*WHAT THE EXERCISE ASKS*: Which lines in the entries below contain the word "brown"? Pick out each of them and copy it in full.

*SUPPLIED RECORDS*:
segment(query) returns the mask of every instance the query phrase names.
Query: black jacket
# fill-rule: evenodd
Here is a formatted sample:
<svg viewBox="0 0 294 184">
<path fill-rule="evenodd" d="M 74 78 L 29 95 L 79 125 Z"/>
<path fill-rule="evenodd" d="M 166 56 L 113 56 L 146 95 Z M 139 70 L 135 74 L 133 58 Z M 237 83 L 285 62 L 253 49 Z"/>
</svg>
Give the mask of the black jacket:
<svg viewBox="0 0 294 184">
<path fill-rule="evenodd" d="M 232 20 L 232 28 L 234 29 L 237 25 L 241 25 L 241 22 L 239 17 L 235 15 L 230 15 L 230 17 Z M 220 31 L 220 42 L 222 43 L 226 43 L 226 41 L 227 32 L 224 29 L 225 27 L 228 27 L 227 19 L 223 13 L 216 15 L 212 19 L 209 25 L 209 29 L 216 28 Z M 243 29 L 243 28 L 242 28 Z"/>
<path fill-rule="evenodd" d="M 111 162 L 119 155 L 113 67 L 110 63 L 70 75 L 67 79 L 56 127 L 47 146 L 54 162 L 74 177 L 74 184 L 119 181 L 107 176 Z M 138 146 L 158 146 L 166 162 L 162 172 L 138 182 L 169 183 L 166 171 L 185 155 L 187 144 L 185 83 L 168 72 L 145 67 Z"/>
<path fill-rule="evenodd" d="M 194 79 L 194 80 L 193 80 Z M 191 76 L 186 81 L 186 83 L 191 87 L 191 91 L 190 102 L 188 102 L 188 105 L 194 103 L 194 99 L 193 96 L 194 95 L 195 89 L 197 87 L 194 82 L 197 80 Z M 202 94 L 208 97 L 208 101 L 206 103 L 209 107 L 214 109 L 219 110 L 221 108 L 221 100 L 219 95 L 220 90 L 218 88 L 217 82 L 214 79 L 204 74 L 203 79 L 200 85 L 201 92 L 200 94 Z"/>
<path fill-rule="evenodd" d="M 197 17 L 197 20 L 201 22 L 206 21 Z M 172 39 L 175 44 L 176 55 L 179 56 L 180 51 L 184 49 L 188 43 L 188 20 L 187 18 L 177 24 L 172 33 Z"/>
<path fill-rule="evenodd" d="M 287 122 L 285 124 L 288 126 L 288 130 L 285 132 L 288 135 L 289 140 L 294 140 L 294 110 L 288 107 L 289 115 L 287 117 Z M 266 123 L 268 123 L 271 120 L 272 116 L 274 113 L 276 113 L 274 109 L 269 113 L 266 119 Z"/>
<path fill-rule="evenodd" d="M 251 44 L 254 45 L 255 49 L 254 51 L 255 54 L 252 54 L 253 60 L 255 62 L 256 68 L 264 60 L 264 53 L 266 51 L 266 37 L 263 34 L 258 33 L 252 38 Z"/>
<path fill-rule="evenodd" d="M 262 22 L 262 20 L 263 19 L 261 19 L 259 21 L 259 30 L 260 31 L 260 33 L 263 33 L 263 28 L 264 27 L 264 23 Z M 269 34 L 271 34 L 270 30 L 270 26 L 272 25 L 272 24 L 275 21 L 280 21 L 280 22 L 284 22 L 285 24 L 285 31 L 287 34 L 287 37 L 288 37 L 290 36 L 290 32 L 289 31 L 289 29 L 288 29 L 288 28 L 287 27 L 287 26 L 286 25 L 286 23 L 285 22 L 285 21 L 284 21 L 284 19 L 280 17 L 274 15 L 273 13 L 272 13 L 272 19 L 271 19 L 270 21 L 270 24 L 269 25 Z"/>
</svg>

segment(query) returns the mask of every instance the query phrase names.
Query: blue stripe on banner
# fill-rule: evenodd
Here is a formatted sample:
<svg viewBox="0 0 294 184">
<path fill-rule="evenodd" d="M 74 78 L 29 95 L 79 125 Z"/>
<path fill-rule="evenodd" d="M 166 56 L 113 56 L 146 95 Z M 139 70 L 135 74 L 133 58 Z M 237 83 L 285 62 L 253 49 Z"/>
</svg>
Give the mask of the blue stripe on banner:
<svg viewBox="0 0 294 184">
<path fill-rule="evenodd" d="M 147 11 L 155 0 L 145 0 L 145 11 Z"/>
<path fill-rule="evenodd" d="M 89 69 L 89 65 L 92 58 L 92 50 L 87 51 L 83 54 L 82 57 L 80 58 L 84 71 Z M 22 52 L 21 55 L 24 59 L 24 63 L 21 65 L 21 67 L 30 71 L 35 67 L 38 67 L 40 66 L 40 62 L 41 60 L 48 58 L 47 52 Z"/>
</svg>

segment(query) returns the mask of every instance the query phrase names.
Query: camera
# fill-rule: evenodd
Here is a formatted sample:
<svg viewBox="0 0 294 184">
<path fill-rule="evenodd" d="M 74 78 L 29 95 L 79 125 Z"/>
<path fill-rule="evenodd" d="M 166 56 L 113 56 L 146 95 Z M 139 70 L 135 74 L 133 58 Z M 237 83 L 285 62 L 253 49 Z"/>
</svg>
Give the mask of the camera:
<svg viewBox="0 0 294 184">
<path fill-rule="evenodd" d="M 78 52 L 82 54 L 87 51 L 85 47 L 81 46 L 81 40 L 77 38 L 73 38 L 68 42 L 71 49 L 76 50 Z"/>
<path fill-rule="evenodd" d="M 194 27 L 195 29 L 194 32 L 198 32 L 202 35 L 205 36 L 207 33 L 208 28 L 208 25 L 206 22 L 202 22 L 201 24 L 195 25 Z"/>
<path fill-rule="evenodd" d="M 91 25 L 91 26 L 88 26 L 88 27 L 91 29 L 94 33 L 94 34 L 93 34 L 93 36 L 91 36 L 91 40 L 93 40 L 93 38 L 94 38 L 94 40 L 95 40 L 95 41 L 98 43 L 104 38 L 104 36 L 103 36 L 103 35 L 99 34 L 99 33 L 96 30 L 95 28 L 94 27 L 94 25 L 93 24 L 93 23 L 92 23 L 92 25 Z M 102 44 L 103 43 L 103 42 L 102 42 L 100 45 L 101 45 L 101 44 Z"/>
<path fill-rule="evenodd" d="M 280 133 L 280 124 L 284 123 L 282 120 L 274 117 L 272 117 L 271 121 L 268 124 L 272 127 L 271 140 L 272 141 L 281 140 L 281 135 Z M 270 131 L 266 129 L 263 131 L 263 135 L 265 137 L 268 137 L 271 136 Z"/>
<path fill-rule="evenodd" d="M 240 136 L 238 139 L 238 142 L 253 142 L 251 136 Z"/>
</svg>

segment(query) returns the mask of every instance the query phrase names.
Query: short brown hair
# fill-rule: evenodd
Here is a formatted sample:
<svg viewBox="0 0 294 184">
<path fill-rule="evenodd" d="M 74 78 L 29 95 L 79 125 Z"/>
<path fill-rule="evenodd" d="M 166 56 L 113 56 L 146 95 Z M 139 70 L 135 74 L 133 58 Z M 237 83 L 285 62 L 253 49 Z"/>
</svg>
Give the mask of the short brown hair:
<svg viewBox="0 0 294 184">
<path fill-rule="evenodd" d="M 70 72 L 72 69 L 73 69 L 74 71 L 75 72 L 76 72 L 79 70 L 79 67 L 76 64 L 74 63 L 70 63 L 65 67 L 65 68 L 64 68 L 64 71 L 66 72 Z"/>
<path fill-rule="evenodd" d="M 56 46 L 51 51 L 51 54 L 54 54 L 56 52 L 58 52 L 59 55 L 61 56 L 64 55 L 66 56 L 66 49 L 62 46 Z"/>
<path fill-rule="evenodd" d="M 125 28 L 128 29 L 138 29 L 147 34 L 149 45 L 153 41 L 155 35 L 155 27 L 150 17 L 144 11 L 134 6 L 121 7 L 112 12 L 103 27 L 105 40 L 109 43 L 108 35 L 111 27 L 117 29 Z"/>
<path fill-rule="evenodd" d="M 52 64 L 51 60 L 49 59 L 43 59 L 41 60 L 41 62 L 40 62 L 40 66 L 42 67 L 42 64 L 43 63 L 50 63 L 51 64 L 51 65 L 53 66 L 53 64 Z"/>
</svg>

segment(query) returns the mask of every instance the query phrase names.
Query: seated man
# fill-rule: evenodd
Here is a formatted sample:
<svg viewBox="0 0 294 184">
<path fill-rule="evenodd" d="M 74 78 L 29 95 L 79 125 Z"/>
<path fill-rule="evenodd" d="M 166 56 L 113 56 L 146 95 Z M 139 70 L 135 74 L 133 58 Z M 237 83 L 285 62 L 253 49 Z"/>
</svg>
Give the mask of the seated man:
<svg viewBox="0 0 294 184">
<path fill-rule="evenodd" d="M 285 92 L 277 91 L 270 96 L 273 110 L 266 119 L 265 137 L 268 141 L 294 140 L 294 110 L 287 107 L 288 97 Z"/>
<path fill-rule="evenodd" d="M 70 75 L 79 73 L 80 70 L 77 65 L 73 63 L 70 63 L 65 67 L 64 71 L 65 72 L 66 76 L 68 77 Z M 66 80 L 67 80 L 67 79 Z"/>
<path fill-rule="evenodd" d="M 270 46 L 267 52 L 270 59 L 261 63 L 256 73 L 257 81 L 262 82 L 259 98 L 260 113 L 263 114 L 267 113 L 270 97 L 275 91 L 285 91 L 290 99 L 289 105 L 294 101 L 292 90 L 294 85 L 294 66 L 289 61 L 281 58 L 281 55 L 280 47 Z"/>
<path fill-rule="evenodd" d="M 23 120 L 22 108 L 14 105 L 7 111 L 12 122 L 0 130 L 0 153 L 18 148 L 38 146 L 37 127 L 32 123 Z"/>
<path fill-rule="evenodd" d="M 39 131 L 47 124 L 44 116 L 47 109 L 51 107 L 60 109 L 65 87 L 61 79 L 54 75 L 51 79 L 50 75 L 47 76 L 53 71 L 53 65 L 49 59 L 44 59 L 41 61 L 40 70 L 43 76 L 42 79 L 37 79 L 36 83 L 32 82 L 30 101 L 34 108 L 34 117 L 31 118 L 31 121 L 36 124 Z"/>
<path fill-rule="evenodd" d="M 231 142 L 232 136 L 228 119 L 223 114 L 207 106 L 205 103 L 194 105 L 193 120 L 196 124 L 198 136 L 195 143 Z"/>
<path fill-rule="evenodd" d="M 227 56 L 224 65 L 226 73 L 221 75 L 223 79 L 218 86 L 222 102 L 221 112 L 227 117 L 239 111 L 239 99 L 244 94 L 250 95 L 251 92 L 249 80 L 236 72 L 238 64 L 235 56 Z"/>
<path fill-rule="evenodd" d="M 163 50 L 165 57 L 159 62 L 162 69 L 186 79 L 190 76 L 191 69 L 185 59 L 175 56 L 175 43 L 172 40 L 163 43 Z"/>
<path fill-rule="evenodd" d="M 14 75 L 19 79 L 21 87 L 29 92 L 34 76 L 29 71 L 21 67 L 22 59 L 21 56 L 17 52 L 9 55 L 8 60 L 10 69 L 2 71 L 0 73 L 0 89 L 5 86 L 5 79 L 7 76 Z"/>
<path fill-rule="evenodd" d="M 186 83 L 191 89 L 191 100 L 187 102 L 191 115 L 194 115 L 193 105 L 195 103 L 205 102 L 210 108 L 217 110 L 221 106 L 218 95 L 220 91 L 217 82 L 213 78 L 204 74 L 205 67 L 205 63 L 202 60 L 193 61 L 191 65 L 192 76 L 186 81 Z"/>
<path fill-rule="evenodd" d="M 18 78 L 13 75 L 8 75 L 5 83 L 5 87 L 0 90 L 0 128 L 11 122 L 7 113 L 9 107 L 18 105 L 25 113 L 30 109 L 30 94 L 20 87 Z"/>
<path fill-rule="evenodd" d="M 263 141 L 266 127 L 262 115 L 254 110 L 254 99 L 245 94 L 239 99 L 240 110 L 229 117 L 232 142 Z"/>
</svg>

*SOLUTION*:
Query: short brown hair
Give the mask of the short brown hair:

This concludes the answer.